Turning Red (2022)

de Rafael Félix

So if you see me looking strange with a fresh style

I’m still not feeling that great” 

“Basketball Shoes”, Black Country, New Road

É estranhamente apropriado a forma como a poesia sobre ansiedade juvenil de Isaac Wood se encaixa tão bem nos temas de Turning Red, mas cá estamos.

Lamentavelmente largado na Disney + e sem oportunidade de agraciar o grande ecrã, o filme da estreante em longas-metragens, mas já com a curta Bao (2018) no seu currículo e vários créditos em outros filmes dos estúdios da Pixar, Domee Shi traz-nos Mei, na voz de Rosalie Chiang, uma rapariga cantonesa-canadiana de 13 anos que tem de lidar com todas as peripécias aliadas ao caos que é a puberdade, envolvendo grupos de melhores amigas, obsessões por boy bands, tensões familiares e ebulição hormonal, com um twist… qualquer emoção demasiado forte transforma-a imediatamente num panda-vermelho do tamanho de uma divisão doméstica. 

Mei tem uma personalidade e confiança que enche o ecrã e nos acompanha nos momentos iniciais de Turning Red. A animação é expressiva, gritante e colorida, e é decidida e autoconfiante como a sua personagem que sabe quem é e quem quer ser, aceitando suavemente a pressão que a sua mãe (V.O. Sandra Oh) lhe coloca e as tentativas de a moldar para quem ela deve ser – como ela própria diz “some of my moves, are also hers”.

— Instruções —
1. Na crítica a Turning Red, quem dá voz à personagem Mei?
2. Prossiga a crítica a Turning Red a partir da última frase apresentada.
A listagem abaixo é material separado da crítica a Turning Red.

— Dados registados —
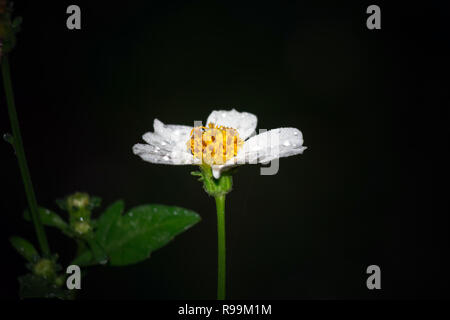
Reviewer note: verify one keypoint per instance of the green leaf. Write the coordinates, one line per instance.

— Resultados esperados —
1. Rosalie Chiang.

2.
E então a história muda. O panda-vermelho em que Mei se transforma aquando da primeira menstruação torna-se um símbolo do caos que é ser adolescente em que tudo é uma explosão de emoções: de raiva por não poder assistir ao concerto de 4Town – com músicas escritas por Finneas e Billie Eilish –, de amor profundo por todas as suas amigas que partilham lágrimas, risos e se aceitam por aquilo que são; de descoberta sexual e tensão hormonal com a primeira crush; e de medo sufocante de não preencher as expectativas que a família coloca em cima de si. Turning Red capta na sua animação pintada de texturas, cores e padrões orientais que recorrentemente implodem em traços de anime quando tudo o mundo se torna demasiado frenético para Mei e na absolutamente contagiante banda sonora de Ludwig Goransson que mistura o tradicional com o futurismo, não só as dores de crescimento associadas à pré-adolescência mas principalmente as maravilhas e sensações que são as amizades infantis e a descoberta da sua verdadeira identidade – a sua, e não a que lhe é imposta. 

No entanto, Turning Red tem outros dois lados únicos que não vemos tantas vezes associado à Pixar, além de mostrar a adolescência como uma “sloppy emotional mess” e abraçar o facto da adolescência ser hormonal, instável e aterradora. O primeiro é o facto de encher o ecrã com um quadro rico em personagens de diferentes espaços culturais, sem tratar isto com o exotismo condescendente que não raras vezes as grandes produções se deixam cair, e em vez disso o tratar como um quadro normal e honesto da vida suburbana de Toronto, dando-se ainda à tarefa de se aprofundar ligeiramente na cultura cantonesa e na experiência que é ser um imigrante de segunda geração.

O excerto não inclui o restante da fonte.